• EXERCISE DESCRIPTION
Edit the data from the line containing "Identify one point per instance of the rocky" down to the line containing "Target: dark cloud", both included, swapping "cliff face" for "rock wall" and changing nothing else. Return only those lines.

• RECORDS SUPPLIED

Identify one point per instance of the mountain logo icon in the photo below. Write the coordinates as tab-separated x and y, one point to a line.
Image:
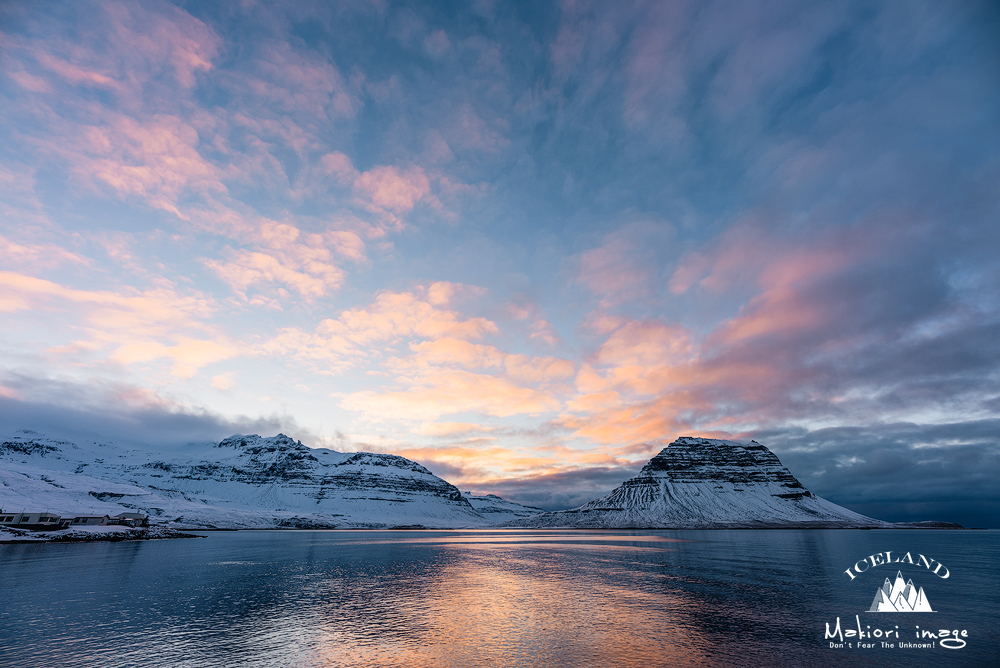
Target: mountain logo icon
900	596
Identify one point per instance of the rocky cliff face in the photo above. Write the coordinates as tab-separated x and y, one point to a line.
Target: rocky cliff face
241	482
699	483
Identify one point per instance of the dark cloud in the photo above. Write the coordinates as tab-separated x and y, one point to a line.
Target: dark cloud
* * *
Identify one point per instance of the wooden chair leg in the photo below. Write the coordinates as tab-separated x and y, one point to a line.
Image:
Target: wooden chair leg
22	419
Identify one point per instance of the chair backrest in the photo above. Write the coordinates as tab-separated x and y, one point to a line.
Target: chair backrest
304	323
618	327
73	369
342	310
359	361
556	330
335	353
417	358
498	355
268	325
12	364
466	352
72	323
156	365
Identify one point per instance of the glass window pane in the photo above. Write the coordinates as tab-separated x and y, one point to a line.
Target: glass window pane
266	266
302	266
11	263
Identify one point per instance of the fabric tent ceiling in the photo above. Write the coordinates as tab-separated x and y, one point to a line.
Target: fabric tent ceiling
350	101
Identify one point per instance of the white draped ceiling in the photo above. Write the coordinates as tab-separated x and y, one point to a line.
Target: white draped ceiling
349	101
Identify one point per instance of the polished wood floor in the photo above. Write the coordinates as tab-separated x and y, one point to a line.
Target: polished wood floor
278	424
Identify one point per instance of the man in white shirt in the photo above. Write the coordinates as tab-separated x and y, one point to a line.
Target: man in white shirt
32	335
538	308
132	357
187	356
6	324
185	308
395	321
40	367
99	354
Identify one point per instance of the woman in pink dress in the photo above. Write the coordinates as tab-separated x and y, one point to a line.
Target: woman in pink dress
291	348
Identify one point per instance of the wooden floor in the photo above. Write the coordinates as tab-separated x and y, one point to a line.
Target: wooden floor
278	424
* * *
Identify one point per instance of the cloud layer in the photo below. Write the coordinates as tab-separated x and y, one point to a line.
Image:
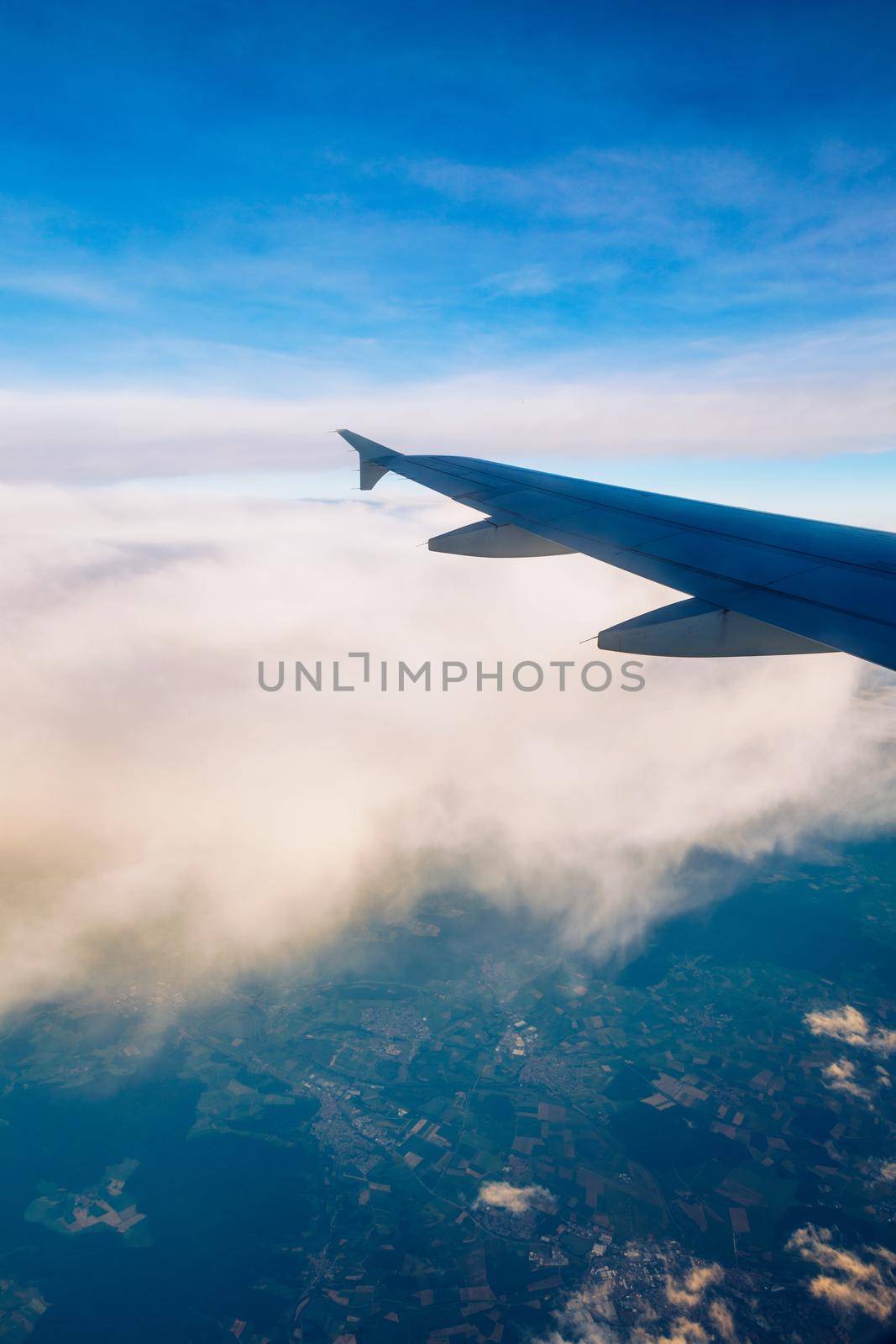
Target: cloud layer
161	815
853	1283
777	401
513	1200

• SOLUTION FOR THIS PROBLEM
Identify one point per instance of the rocky rock wall in the photo above. Write the coordinates as tab-separated x and y, one point to a line.
Target: rocky rock wall
241	482
699	483
Identify one point per instance of the dark cloud in the photo above. Write the coordinates as tab-separated x and y, one point to a line.
Target: dark cloud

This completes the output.